## RECORD EXCERPTS
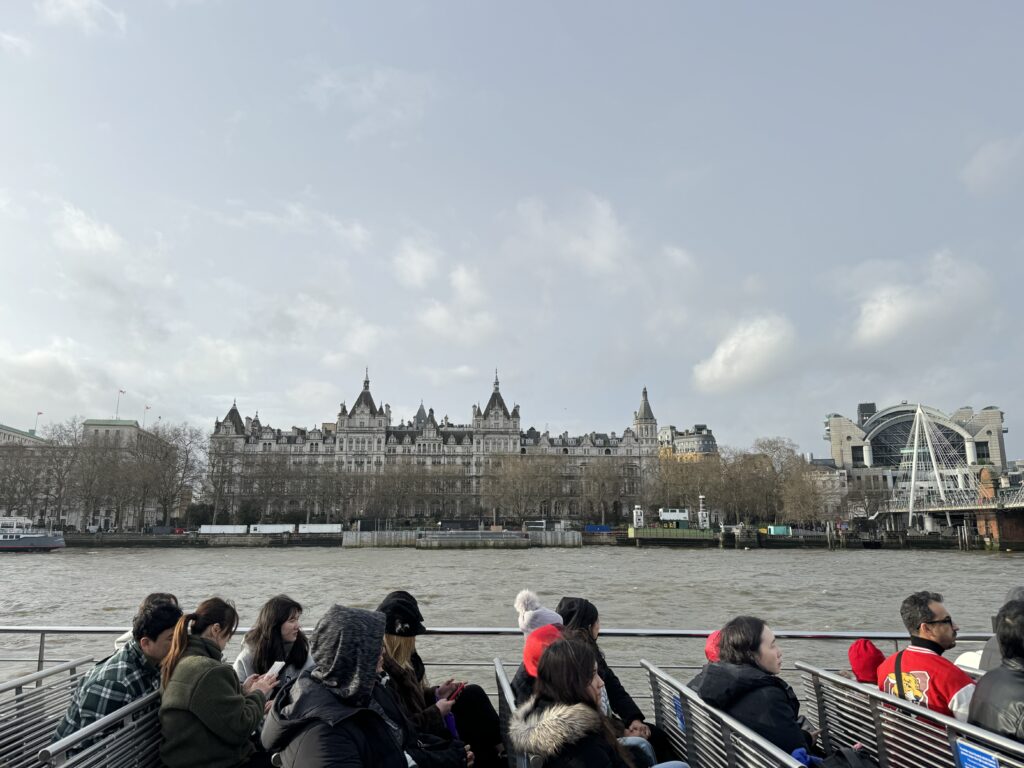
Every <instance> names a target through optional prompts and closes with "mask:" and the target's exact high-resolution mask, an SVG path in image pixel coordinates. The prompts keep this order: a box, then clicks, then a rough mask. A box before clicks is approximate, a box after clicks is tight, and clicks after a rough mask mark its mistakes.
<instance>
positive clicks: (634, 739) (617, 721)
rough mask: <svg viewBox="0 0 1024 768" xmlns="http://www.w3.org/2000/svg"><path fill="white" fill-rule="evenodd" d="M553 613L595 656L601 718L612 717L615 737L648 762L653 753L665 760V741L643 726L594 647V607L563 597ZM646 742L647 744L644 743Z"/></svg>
mask: <svg viewBox="0 0 1024 768" xmlns="http://www.w3.org/2000/svg"><path fill="white" fill-rule="evenodd" d="M555 610H556V611H557V612H558V614H559V615H561V617H562V621H563V623H564V625H565V629H566V630H568V631H574V632H575V633H578V634H579V636H580V637H581V638H582V639H583V640H584V641H585V642H587V643H588V644H589V645H590V646H591V647H592V648H593V650H594V653H595V654H596V655H597V670H598V674H600V676H601V679H602V680H603V681H604V689H603V692H602V703H601V707H602V711H603V713H604V715H606V716H608V717H611V716H614V719H613V720H612V724H613V725H614V726H615V733H616V735H617V736H620V737H621V738H625V739H629V741H628V743H630V744H631V745H632V746H633V748H635V749H637V750H640V751H642V752H643V753H644V754H645V755H646V756H647V759H648V762H651V763H653V762H655V760H656V758H655V757H654V753H656V754H657V756H658V757H666V756H668V755H669V754H670V751H671V746H670V745H669V741H668V738H667V737H666V736H665V734H664V733H663V732H662V731H659V730H657V729H656V728H652V727H651V726H649V725H647V723H645V722H644V715H643V713H642V712H641V711H640V708H639V707H637V703H636V701H634V700H633V697H632V696H631V695H630V694H629V692H627V690H626V688H625V686H623V684H622V683H621V682H620V681H618V676H617V675H615V673H614V672H613V671H612V670H611V668H610V667H608V663H607V662H606V660H605V659H604V653H602V652H601V648H600V647H599V646H598V644H597V638H598V637H599V636H600V634H601V616H600V614H599V613H598V611H597V606H596V605H594V603H592V602H591V601H590V600H587V599H585V598H582V597H563V598H562V599H561V600H559V601H558V606H557V607H556V608H555ZM641 739H642V740H641ZM645 741H646V742H648V743H644V742H645Z"/></svg>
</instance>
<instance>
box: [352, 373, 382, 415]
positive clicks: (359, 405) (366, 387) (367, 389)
mask: <svg viewBox="0 0 1024 768" xmlns="http://www.w3.org/2000/svg"><path fill="white" fill-rule="evenodd" d="M359 406H366V407H367V408H369V409H370V414H371V415H372V416H377V415H378V412H377V406H375V404H374V398H373V395H372V394H370V372H369V371H368V372H367V378H366V379H364V380H362V391H361V392H359V396H358V397H356V399H355V404H354V406H352V411H353V412H354V411H355V410H356V409H357V408H358V407H359Z"/></svg>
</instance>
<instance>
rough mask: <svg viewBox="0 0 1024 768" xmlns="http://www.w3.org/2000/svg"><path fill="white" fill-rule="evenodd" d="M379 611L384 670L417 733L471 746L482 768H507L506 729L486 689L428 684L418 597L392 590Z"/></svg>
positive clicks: (395, 692) (448, 683)
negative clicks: (382, 613)
mask: <svg viewBox="0 0 1024 768" xmlns="http://www.w3.org/2000/svg"><path fill="white" fill-rule="evenodd" d="M377 610H379V611H381V612H382V613H384V615H385V618H386V624H385V631H384V633H385V634H384V672H386V673H387V674H388V676H389V678H390V682H391V685H392V687H393V690H394V692H395V695H396V697H397V699H398V701H399V703H400V705H401V707H402V711H403V712H404V714H406V716H407V717H408V718H410V720H412V722H413V724H414V726H415V727H416V729H417V730H418V731H419V732H420V733H431V734H433V735H435V736H438V737H441V738H444V739H451V738H453V737H455V738H459V739H460V740H462V741H464V742H466V743H468V744H469V745H470V749H472V751H473V753H474V755H475V757H476V765H477V766H478V767H479V768H492V766H498V765H501V764H502V758H501V757H500V752H501V746H502V735H501V726H500V724H499V719H498V713H497V712H495V707H494V705H493V703H492V702H490V697H489V696H487V694H486V693H485V692H484V691H483V689H482V688H481V687H480V686H478V685H466V684H465V683H462V682H456V681H455V680H446V681H445V682H443V683H441V684H440V685H438V686H436V687H431V686H430V685H429V684H428V683H427V679H426V670H425V668H424V666H423V659H421V658H420V654H419V653H417V651H416V636H417V635H422V634H423V633H425V632H426V631H427V630H426V628H425V627H424V626H423V616H422V615H421V614H420V606H419V603H417V601H416V598H415V597H413V596H412V595H411V594H409V593H408V592H404V591H402V590H399V591H397V592H392V593H391V594H389V595H388V596H387V597H385V598H384V600H383V602H381V604H380V605H379V606H378V607H377ZM453 695H454V696H455V698H451V696H453Z"/></svg>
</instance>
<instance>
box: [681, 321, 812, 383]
mask: <svg viewBox="0 0 1024 768" xmlns="http://www.w3.org/2000/svg"><path fill="white" fill-rule="evenodd" d="M796 338H797V335H796V332H795V331H794V328H793V325H792V324H791V323H790V321H788V319H786V318H785V317H783V316H781V315H778V314H766V315H762V316H760V317H754V318H752V319H749V321H745V322H743V323H740V324H739V325H737V326H736V327H735V328H733V329H732V330H731V331H730V332H729V333H728V334H727V335H726V336H725V338H724V339H722V340H721V341H720V342H719V344H718V346H717V347H716V348H715V351H714V352H713V353H712V355H711V357H709V358H708V359H705V360H700V361H699V362H697V364H696V365H695V366H694V367H693V383H694V386H696V388H697V389H699V390H700V391H702V392H710V393H718V392H727V391H732V390H736V389H741V388H743V387H745V386H749V385H751V384H756V383H759V382H761V381H764V380H765V379H767V378H769V377H771V376H772V375H774V374H775V373H777V372H778V371H779V370H780V369H781V368H783V367H784V365H785V364H786V362H787V360H788V358H790V357H791V355H792V353H793V350H794V348H795V346H796Z"/></svg>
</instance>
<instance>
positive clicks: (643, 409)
mask: <svg viewBox="0 0 1024 768" xmlns="http://www.w3.org/2000/svg"><path fill="white" fill-rule="evenodd" d="M636 418H637V421H640V420H648V421H654V412H653V411H651V410H650V402H648V401H647V387H644V388H643V394H642V395H641V396H640V410H639V411H637V416H636Z"/></svg>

## YOUR OBJECTIVE
Each line above must be set down exactly, though no picture should be carried over.

## TASK ANSWER
Every <instance> names a target through optional prompts and closes with "mask:" and the target's exact high-resolution mask, an SVG path in image pixel coordinates. The prompts keep this order: a box, then clicks, then a rough mask. A box before clicks is approximate, a box after clicks is tight, and clicks after a rough mask mark its mistakes.
<instance>
positive clicks: (634, 739) (617, 721)
rough mask: <svg viewBox="0 0 1024 768" xmlns="http://www.w3.org/2000/svg"><path fill="white" fill-rule="evenodd" d="M553 613L595 656L601 718L612 717L615 737L648 762L653 753L665 760V741L643 726L594 647V607L563 597ZM646 742L647 744L644 743Z"/></svg>
mask: <svg viewBox="0 0 1024 768" xmlns="http://www.w3.org/2000/svg"><path fill="white" fill-rule="evenodd" d="M555 610H556V611H557V612H558V614H559V615H561V617H562V621H563V623H564V625H565V629H566V630H568V631H574V632H575V633H578V634H579V636H580V637H581V638H582V639H583V640H584V641H585V642H587V643H588V644H589V645H590V646H591V647H592V648H593V650H594V653H595V654H596V655H597V670H598V674H600V676H601V679H602V680H603V681H604V689H603V692H602V703H601V707H602V711H603V713H604V715H606V716H608V717H611V716H614V719H613V720H612V724H613V725H614V726H615V733H616V735H617V736H620V737H621V738H625V739H629V741H628V743H630V744H631V745H632V746H633V748H635V749H637V750H640V751H642V752H643V753H644V754H645V755H646V756H647V759H648V762H651V763H653V762H655V760H656V758H655V757H654V753H656V754H657V756H658V757H666V756H668V755H669V754H670V751H671V746H670V745H669V741H668V738H667V737H666V736H665V734H664V733H663V732H662V731H659V730H657V729H656V728H652V727H651V726H649V725H647V723H645V722H644V715H643V713H642V712H641V711H640V708H639V707H637V703H636V701H634V700H633V697H632V696H631V695H630V694H629V692H627V690H626V688H625V686H623V684H622V683H621V682H620V681H618V676H617V675H615V673H614V672H613V671H612V670H611V668H610V667H608V663H607V662H606V660H605V659H604V653H602V652H601V648H600V647H599V646H598V644H597V638H598V637H599V636H600V634H601V616H600V614H599V613H598V611H597V606H596V605H594V603H592V602H591V601H590V600H587V599H585V598H582V597H563V598H562V599H561V600H559V601H558V606H557V607H556V608H555ZM641 739H642V740H641ZM645 741H646V742H648V743H644V742H645Z"/></svg>
</instance>
<instance>
box: [352, 373, 382, 415]
positive clicks: (359, 405) (366, 387) (367, 389)
mask: <svg viewBox="0 0 1024 768" xmlns="http://www.w3.org/2000/svg"><path fill="white" fill-rule="evenodd" d="M359 406H366V407H367V408H369V409H370V414H371V415H372V416H377V415H378V412H377V406H375V404H374V398H373V395H372V394H370V372H369V371H368V372H367V378H366V379H364V380H362V391H361V392H359V396H358V397H356V399H355V404H354V406H352V411H353V412H354V411H355V410H356V409H357V408H358V407H359Z"/></svg>
</instance>
<instance>
rough mask: <svg viewBox="0 0 1024 768" xmlns="http://www.w3.org/2000/svg"><path fill="white" fill-rule="evenodd" d="M379 611L384 670L417 733L471 746L482 768H507L506 729L486 689L428 684L418 597L392 590Z"/></svg>
positive clicks: (395, 692) (448, 683)
negative clicks: (382, 613)
mask: <svg viewBox="0 0 1024 768" xmlns="http://www.w3.org/2000/svg"><path fill="white" fill-rule="evenodd" d="M377 610H379V611H381V612H382V613H384V615H385V618H386V624H385V631H384V633H385V634H384V672H386V673H387V674H388V676H389V678H390V682H391V685H392V687H393V690H394V692H395V695H396V697H397V699H398V701H399V703H400V705H401V707H402V711H403V712H404V714H406V716H407V717H408V718H410V720H412V722H413V724H414V726H415V727H416V729H417V730H418V731H419V732H420V733H431V734H433V735H435V736H438V737H441V738H444V739H451V738H453V737H455V738H459V739H460V740H462V741H464V742H466V743H468V744H469V745H470V749H472V751H473V753H474V755H475V757H476V765H477V766H478V767H479V768H492V766H498V765H501V764H502V758H501V757H500V752H501V746H502V735H501V726H500V724H499V719H498V713H497V712H495V707H494V705H493V703H492V702H490V697H489V696H487V694H486V693H485V692H484V691H483V689H482V688H481V687H480V686H478V685H466V684H465V683H462V682H456V681H455V680H446V681H445V682H443V683H441V684H440V685H438V686H436V687H431V686H430V685H429V684H428V683H427V679H426V670H425V668H424V666H423V659H421V658H420V654H419V653H417V651H416V636H417V635H422V634H423V633H425V632H426V631H427V630H426V628H425V627H424V626H423V616H422V615H421V614H420V606H419V603H417V601H416V598H415V597H413V596H412V595H411V594H409V593H408V592H404V591H402V590H399V591H397V592H392V593H391V594H389V595H388V596H387V597H385V598H384V600H383V602H381V604H380V605H379V606H378V607H377ZM453 695H454V696H455V698H451V696H453Z"/></svg>
</instance>
<instance>
box: [681, 321, 812, 383]
mask: <svg viewBox="0 0 1024 768" xmlns="http://www.w3.org/2000/svg"><path fill="white" fill-rule="evenodd" d="M796 338H797V335H796V332H795V331H794V328H793V325H792V324H791V323H790V321H788V319H786V318H785V317H783V316H781V315H778V314H766V315H762V316H760V317H754V318H752V319H749V321H745V322H743V323H740V324H739V325H737V326H736V327H735V328H733V329H732V330H731V331H730V332H729V333H728V334H727V335H726V336H725V338H724V339H722V340H721V341H720V342H719V344H718V346H717V347H716V348H715V351H714V352H713V353H712V355H711V357H709V358H708V359H705V360H700V361H699V362H697V364H696V365H695V366H694V367H693V383H694V386H696V388H697V389H699V390H700V391H702V392H710V393H718V392H727V391H732V390H736V389H741V388H743V387H745V386H749V385H751V384H756V383H759V382H761V381H764V380H765V379H767V378H769V377H771V376H772V375H774V374H775V373H777V372H778V371H779V370H780V369H781V368H783V367H784V365H785V364H786V362H787V360H788V358H790V357H791V355H792V353H793V350H794V348H795V346H796Z"/></svg>
</instance>
<instance>
positive clicks: (643, 409)
mask: <svg viewBox="0 0 1024 768" xmlns="http://www.w3.org/2000/svg"><path fill="white" fill-rule="evenodd" d="M636 418H637V421H640V420H648V421H654V412H653V411H651V410H650V402H648V401H647V387H644V388H643V394H642V395H641V396H640V410H639V411H637V416H636Z"/></svg>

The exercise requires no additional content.